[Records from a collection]
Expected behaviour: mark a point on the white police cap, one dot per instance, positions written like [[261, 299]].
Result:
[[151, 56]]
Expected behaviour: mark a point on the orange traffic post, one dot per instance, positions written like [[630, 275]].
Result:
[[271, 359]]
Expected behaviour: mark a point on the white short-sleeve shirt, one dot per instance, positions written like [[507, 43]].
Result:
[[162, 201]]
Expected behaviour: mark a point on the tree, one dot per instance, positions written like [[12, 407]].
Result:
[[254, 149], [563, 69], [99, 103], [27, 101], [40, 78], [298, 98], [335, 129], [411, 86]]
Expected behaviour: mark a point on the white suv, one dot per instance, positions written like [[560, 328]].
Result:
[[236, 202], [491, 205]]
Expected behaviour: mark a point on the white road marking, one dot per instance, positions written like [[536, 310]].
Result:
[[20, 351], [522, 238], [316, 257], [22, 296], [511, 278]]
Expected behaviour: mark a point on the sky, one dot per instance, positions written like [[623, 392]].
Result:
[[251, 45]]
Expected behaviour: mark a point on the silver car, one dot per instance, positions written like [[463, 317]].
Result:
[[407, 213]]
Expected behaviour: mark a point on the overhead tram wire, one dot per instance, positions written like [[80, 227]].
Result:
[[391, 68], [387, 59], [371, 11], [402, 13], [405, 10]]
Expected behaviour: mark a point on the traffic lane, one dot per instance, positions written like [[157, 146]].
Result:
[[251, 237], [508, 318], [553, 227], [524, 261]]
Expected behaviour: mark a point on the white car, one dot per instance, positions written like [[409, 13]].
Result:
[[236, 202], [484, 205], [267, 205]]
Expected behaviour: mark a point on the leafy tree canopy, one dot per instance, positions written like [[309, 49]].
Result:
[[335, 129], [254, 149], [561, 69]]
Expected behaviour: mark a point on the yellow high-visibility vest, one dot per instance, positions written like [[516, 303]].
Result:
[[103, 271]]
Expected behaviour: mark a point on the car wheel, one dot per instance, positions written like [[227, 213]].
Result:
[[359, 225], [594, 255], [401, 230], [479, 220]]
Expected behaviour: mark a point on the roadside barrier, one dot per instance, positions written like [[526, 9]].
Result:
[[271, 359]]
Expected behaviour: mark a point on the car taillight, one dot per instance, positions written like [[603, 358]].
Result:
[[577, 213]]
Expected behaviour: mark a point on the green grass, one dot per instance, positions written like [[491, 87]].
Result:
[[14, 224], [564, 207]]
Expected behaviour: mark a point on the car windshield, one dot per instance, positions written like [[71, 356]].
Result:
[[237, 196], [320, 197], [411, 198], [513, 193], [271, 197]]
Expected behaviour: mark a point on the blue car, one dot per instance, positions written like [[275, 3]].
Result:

* _Task_
Revise the entries above by replacing every occurrence of "one dot per instance" with "a single dot for each instance", and give them again with all other text unchanged.

* _Answer to the exercise_
Expected behaviour: mark a point on the white police cap, a single dot for each instance, positions written like [[261, 299]].
Result:
[[151, 56]]
Expected behaviour: mark a point on the orange traffic post, a single dot for each instance, positions written like [[630, 275]].
Result:
[[271, 359]]
Expected behaviour: mark a point on the white short-sleeve shirt, a single dot for each instance, positions written like [[507, 43]].
Result:
[[162, 201]]
Expected behaviour: mark a point on the tree, a single dot for each instance, positions written like [[12, 407]].
Result:
[[254, 149], [563, 69], [99, 103], [27, 101], [40, 78], [298, 98], [335, 129], [411, 86]]
Expected behaviour: mark a point on the white suv, a single dot for each instance, positions written like [[560, 328]].
Result:
[[236, 202], [491, 205]]
Expected behaviour: mark a point on the white road marking, a single dot for each instance, positions written like [[536, 310]].
Result:
[[20, 351], [522, 238], [316, 257], [22, 296], [511, 278]]
Expected behaviour: mark a point on the sky, a single dot for each instance, positions written like [[623, 392]].
Result:
[[251, 45]]
Expected behaviour: mark a point on the silver car, a single dot for each instance, positions written like [[463, 317]].
Result:
[[407, 213]]
Expected behaviour: mark a point on the overhead tram wire, a single dot for each instance, positions written like [[80, 227]].
Result:
[[391, 68], [387, 59], [371, 11], [402, 13], [405, 10]]
Expected behaviour: mark a point on the traffic lane, a single dot for each instance, positions written like [[157, 146]].
Result:
[[251, 237], [508, 318], [553, 227], [524, 261]]
Expected behaviour: mark a point on the white car, a single dot for each instance, positions written like [[409, 13]].
Result:
[[236, 202], [484, 205], [267, 205]]
Expected behaviour: mark a point on the leafy tree canopy, a single dot for each instance, positions written like [[309, 49]].
Result:
[[335, 129], [254, 149], [561, 69]]
Expected behaviour: mark a point on the yellow high-visibility vest, a single dot for each instance, positions written like [[516, 303]].
Result:
[[103, 271]]
Expected behaviour: mark a point on the car wheel, a single dot for each instance, positions written like [[227, 213]].
Result:
[[359, 225], [594, 255], [401, 230], [479, 220]]
Expected behaviour: mark a point on the roadside barrier, a single dot for each instance, positions written like [[526, 9]].
Result:
[[271, 359]]
Expected behaviour: mark a point on the car taillight, a single dot for each instance, positions written like [[603, 358]].
Result:
[[577, 213]]
Expected behaviour: mark a point on the green grass, a single dot for each instance, positions written like [[491, 87]].
Result:
[[14, 224], [564, 207]]
Expected behaviour: mark a point on the car windshield, a single dot for each instance, positions written like [[71, 356]].
Result:
[[237, 196], [320, 197], [411, 198], [513, 193], [271, 197]]
Expected behaviour: mark a point on the blue car, a single dot for each instance, positions written like [[275, 3]].
Result:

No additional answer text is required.